▶ **Work to do**
Swap "green hillside" for "grassy slope" in the data below, and leave everything else unchanged.
═════ Data listing ═════
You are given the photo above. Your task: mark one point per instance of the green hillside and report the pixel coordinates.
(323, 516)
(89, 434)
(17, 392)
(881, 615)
═════
▶ **Reply to the task**
You are given the photo above. Your task: mark one point per instance of the grassy slope and report the pixel coordinates.
(323, 516)
(89, 434)
(17, 392)
(881, 615)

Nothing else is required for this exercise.